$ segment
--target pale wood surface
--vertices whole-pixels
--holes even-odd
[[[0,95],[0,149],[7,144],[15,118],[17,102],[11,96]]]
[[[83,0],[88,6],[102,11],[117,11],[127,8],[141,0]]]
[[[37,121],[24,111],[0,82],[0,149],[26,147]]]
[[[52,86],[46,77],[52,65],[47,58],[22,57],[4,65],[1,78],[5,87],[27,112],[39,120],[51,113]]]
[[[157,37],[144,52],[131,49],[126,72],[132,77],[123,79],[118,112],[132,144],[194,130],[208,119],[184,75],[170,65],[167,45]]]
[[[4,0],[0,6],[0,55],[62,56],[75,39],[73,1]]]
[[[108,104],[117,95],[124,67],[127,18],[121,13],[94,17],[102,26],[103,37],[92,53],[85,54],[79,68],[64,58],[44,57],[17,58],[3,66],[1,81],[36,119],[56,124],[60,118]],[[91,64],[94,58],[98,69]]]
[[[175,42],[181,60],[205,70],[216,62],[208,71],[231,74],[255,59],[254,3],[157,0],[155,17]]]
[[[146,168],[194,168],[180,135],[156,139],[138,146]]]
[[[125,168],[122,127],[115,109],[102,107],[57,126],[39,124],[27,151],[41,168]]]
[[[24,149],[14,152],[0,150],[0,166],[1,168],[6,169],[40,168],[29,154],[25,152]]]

------------------------------

What the task asks: Turn the lines above into a numbered list, leaving out any blank lines.

Written reply:
1. $ segment
2. --target pale wood surface
3. --vertices whole-pixels
4. --holes even-odd
5. [[[0,95],[0,149],[7,144],[15,118],[17,102],[11,96]]]
6. [[[83,0],[88,6],[102,11],[117,11],[127,8],[141,0]]]
7. [[[37,121],[24,111],[0,82],[0,149],[26,147]]]
8. [[[52,86],[46,77],[52,65],[47,58],[22,57],[4,65],[1,78],[5,87],[27,112],[39,120],[51,113]]]
9. [[[157,37],[144,52],[131,49],[126,72],[132,77],[123,79],[118,112],[132,144],[194,130],[208,119],[184,75],[170,65],[167,45]]]
10. [[[4,0],[0,6],[0,55],[62,56],[75,39],[73,1]]]
11. [[[108,104],[117,95],[124,67],[127,18],[121,13],[94,17],[102,26],[103,37],[92,53],[85,54],[79,68],[64,58],[44,57],[17,58],[3,66],[1,81],[36,119],[56,124],[60,118]],[[91,64],[94,58],[98,69]]]
12. [[[175,42],[181,60],[205,70],[216,62],[208,71],[231,74],[255,59],[254,3],[157,0],[155,17]]]
13. [[[146,168],[194,168],[180,135],[156,139],[138,146]]]
14. [[[125,168],[122,127],[115,109],[102,107],[57,126],[39,124],[27,151],[41,168]]]
15. [[[24,149],[14,152],[0,150],[0,166],[1,168],[6,169],[40,168],[29,154],[25,152]]]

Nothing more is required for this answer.